Wow, look at all that 'technology'. 2 boats and some rope!


At any rate, because brown people are all NIMBY to green WASP's , The Ocean Whoozits  is not collecting trash at its source, seeing as 90% of the world's plastic waste comes from just a handful of rivers in Asia, and not the clean asians, like in Singapore where you do hard time in jail for spitting on the street, but the Asia where child slaves work to make green weenies their Iphones, fleece jackets and sneakers. Who the fuck is going to make your Trader Joe's 100%  hemp tote bag if not an 8-year old chained to a weaving machine for 18 hours a day? 

  So, yeah, it boils down to that. The Ocean Cleanup collects money by running a kabuki show to end all kabuki shows, taking the SS Minnow out for a spin and going where the trash isn't. Like, save the planet, dude. 

 Holy-O-dogshit, you know how many tons of sulfur those PSV's are dumping in the air while they're not collecting much plastic at all?


 You know who does far more for the environment and DOESN'T pollute in the process?




 Yeah, the guys with idiot sticks working off community service punishment from local courts.  Green legends, these folks. They're actually doing something. 



    The Caribbean has VERY reliable trade winds. As such, there are many places where geographic and oceanographic features form a confluence of features that make them depositories for plastic trash. 

 I've seen one or two of these places, there are many. It's absolutely heartbreaking. Honestly, if you're a Haitian kid, malnourished and destined to be target practice for the macouts in your area, you can be forgiven for not being overly fashed for dropping plastic trash on the beach. Bigger problems to think about, kids like that. Panama has many ruined beaches that have plastic trash feet deep all along the shore. 

 Now, I'm pretty tongue-in-cheek today, because I hate scammers and I don't like green kabuki. I'm an actual environmentalist. I get to make a difference every day, because I work for an oil company, and I can be a positive force in my little square of metal. It took years for Inappropriately Hot Foreign Wife to not think I was a dope for always picking up a little plastic wherever I went for a walk out away from people.  I don't like places where people are. I actually really like nature, and I like it clean. I have a vested interest in keeping plastic out of the pretty places where I like to be, away from people. 

 I don't take the green weenies seriously because they're not serious people. I don't respect the green scammers because... they're green scammers, and the cynicism they show off sends a completely open message. We Care. So Hard. Pay us.  

 Doing something for the sake of being seen to do something is the very essence of what for-profit faux environmentalism is about. 

 Now, put a floating  pair trawling net out in a river estuary in Malaysia, Egypt, Nigeria or China, and you're going to be a highliner in the plastic trade. But nobody is doing that. They're doing blood dialysis to a body with Leukemia.. You don't filter the blood. You bomb the shit out of the marrow aggressively. 

 "But at least they're doing something!"

 Yeah, they're f**king the dog. 


 Now, if we were to, say, embargo or tax the ever-living shit out of  products from places that don't police their waterways for trash, and companies that don't help,  that'd be something. I'd be on board. It'd be an idea. It'd be 'doing something.'   I like ideas with teeth. I also like being smart about it. Plastic is a miracle for the 3rd world, for hygienic purposes. Not every place that pollutes is a land of desperation. Nestle or Coke isn't making billions in Haiti, but they are in Malaysia, Africa and much of Asia. They're actually serious bad actors in those places, in all truth. It's shocking how awful they are where round eyes aren't watching. They could actually help reduce plastic pollution at the source via initiatives like smarter packaging.  But that's it's own article, and actually deserving of discussion, and I was here today to fling crap at some green scammers, not to go all kulturkampf at corporate lowlifes.

= = =

STATED PROBLEM 1 → Retype the part of the post on ocean plastic that starts at "I don't take" and ends at "environmentalism is about.".
STATED PROBLEM 2 →
Answer these questions from the post on ocean plastic.
(a) What share of the world's plastic waste does the post say comes from a handful of rivers in Asia?
(b) What kind of company does the writer work for?
(c) Which country is said to have many beaches with plastic trash feet deep along the shore?

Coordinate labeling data
= = =

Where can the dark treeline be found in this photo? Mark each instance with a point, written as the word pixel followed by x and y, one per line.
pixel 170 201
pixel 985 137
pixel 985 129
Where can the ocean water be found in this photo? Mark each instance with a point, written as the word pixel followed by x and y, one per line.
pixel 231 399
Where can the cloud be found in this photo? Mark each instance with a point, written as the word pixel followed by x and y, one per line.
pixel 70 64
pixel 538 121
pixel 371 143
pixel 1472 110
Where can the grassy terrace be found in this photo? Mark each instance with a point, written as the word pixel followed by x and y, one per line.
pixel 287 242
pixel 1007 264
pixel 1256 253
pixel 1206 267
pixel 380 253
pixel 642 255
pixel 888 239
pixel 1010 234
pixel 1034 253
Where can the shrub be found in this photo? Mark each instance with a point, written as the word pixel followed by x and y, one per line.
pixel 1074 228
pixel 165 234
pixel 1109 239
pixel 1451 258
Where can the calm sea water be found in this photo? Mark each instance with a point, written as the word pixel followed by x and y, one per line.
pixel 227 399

= = =

FULL OUTPUT 1 →
I don't take the green weenies seriously because they're not serious people. I don't respect the green scammers because... they're green scammers, and the cynicism they show off sends a completely open message. We Care. So Hard. Pay us.  

 Doing something for the sake of being seen to do something is the very essence of what for-profit faux environmentalism is about.

FULL OUTPUT 2 →
(a) 90%
(b) An oil company
(c) Panama